## Task goal
Return each of the entries below word for word, with no changes.

## Extracted material
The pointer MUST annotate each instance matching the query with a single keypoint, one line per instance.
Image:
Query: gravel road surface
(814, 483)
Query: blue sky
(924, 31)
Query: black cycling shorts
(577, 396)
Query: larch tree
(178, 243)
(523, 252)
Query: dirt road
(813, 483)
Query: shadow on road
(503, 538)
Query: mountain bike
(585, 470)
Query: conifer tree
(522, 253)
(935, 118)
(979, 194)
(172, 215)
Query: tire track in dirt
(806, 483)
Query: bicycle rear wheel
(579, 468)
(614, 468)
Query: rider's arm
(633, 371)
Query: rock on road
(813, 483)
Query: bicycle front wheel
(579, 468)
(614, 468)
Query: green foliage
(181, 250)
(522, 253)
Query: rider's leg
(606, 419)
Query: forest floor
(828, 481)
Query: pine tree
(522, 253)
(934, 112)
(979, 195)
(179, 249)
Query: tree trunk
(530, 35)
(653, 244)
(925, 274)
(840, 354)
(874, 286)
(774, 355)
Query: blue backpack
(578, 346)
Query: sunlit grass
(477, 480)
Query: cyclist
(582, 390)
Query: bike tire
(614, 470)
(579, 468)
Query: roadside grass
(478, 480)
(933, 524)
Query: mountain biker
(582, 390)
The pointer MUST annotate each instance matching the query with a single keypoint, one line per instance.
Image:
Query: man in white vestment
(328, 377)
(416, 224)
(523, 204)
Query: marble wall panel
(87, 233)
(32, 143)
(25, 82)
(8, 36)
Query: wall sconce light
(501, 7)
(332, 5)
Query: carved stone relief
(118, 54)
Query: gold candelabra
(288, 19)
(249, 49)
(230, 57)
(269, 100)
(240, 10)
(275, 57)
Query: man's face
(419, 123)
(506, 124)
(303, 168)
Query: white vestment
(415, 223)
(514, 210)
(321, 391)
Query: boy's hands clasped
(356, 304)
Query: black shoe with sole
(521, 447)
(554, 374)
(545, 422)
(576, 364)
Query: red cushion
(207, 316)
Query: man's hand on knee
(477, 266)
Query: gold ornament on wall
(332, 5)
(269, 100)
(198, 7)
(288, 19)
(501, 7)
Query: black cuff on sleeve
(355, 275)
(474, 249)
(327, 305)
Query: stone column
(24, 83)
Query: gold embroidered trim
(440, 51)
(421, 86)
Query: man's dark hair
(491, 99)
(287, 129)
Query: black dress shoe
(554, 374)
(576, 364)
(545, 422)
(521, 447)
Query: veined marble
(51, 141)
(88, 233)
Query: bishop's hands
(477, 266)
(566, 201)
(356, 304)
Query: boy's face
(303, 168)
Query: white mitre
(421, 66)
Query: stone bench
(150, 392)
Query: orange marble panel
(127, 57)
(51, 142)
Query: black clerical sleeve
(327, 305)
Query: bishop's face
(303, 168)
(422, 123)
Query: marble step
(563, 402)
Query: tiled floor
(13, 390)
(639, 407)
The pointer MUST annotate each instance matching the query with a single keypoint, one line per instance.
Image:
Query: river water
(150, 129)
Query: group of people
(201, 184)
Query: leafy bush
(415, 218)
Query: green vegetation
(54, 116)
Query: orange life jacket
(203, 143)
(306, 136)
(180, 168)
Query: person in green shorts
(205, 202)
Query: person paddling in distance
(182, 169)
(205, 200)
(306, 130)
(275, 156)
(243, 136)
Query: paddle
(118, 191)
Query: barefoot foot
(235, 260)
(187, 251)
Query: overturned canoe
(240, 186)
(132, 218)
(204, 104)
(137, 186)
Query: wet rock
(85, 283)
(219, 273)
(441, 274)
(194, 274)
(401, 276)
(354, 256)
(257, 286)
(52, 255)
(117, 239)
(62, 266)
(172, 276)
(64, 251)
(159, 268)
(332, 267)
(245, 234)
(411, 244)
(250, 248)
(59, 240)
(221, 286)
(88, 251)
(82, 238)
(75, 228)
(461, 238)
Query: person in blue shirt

## Output of the task
The pointer MUST annotate each instance matching the query with a single keypoint, one line per instance.
Image:
Query: gravel road surface
(814, 483)
Query: blue sky
(924, 31)
Query: black cycling shorts
(577, 396)
Query: larch tree
(178, 243)
(523, 252)
Query: dirt road
(813, 483)
Query: shadow on road
(503, 538)
Query: mountain bike
(585, 470)
Query: conifer tree
(522, 253)
(935, 118)
(979, 194)
(172, 215)
Query: tire track in dirt
(806, 483)
Query: bicycle rear wheel
(579, 468)
(614, 468)
Query: rider's arm
(633, 371)
Query: rock on road
(813, 483)
Query: bicycle front wheel
(579, 468)
(614, 468)
Query: green foliage
(181, 250)
(522, 253)
Query: rider's leg
(606, 419)
Query: forest floor
(828, 481)
Query: pine tree
(522, 253)
(934, 112)
(979, 195)
(179, 249)
Query: tree trunk
(530, 35)
(653, 244)
(925, 274)
(840, 354)
(874, 286)
(774, 355)
Query: blue backpack
(578, 346)
Query: sunlit grass
(477, 480)
Query: cyclist
(582, 390)
Query: bike tire
(614, 470)
(579, 468)
Query: roadside grass
(478, 480)
(933, 524)
Query: mountain biker
(582, 390)
The pointer MUST annotate each instance matching the query with a single keypoint, one line per instance.
Image:
Query: man in white vestment
(328, 377)
(416, 224)
(523, 204)
Query: marble wall panel
(87, 233)
(32, 143)
(25, 82)
(8, 36)
Query: wall sconce light
(501, 7)
(332, 5)
Query: carved stone relief
(118, 54)
Query: gold candelabra
(288, 19)
(249, 49)
(230, 57)
(269, 100)
(240, 10)
(275, 57)
Query: man's face
(419, 123)
(506, 124)
(303, 168)
Query: white vestment
(415, 223)
(514, 210)
(321, 391)
Query: boy's hands clasped
(356, 304)
Query: black shoe with sole
(521, 447)
(554, 374)
(545, 422)
(576, 364)
Query: red cushion
(207, 316)
Query: man's hand on knee
(477, 266)
Query: gold ornament on wall
(332, 5)
(269, 100)
(198, 7)
(288, 19)
(501, 7)
Query: black cuff on sleeve
(355, 275)
(474, 249)
(327, 305)
Query: stone column
(24, 83)
Query: gold embroidered trim
(440, 51)
(421, 86)
Query: man's dark hair
(491, 99)
(287, 129)
Query: black dress shoe
(554, 374)
(576, 364)
(545, 422)
(521, 447)
Query: veined marble
(51, 141)
(88, 233)
Query: bishop's hands
(477, 266)
(566, 201)
(356, 304)
Query: boy's face
(303, 168)
Query: white mitre
(421, 66)
Query: stone bench
(150, 392)
Query: orange marble panel
(127, 57)
(51, 142)
Query: black clerical sleeve
(327, 305)
Query: bishop's face
(303, 168)
(422, 123)
Query: marble step
(563, 402)
Query: tiled floor
(13, 390)
(639, 407)
The pointer MUST annotate each instance matching the query with a single keypoint, one line per instance.
Image:
Query: river water
(150, 129)
Query: group of people
(201, 184)
Query: leafy bush
(415, 218)
Query: green vegetation
(54, 116)
Query: orange life jacket
(203, 143)
(306, 136)
(180, 168)
Query: person in green shorts
(205, 202)
Query: person paddling in distance
(182, 169)
(205, 200)
(306, 130)
(275, 156)
(243, 136)
Query: paddle
(118, 191)
Query: barefoot foot
(235, 260)
(187, 251)
Query: overturned canoe
(240, 186)
(132, 218)
(204, 104)
(137, 186)
Query: wet rock
(85, 283)
(219, 273)
(441, 274)
(194, 274)
(401, 276)
(354, 256)
(257, 286)
(52, 255)
(117, 239)
(62, 266)
(172, 276)
(64, 251)
(159, 268)
(332, 267)
(245, 234)
(411, 244)
(250, 248)
(59, 240)
(221, 286)
(88, 251)
(82, 238)
(75, 228)
(461, 238)
Query: person in blue shirt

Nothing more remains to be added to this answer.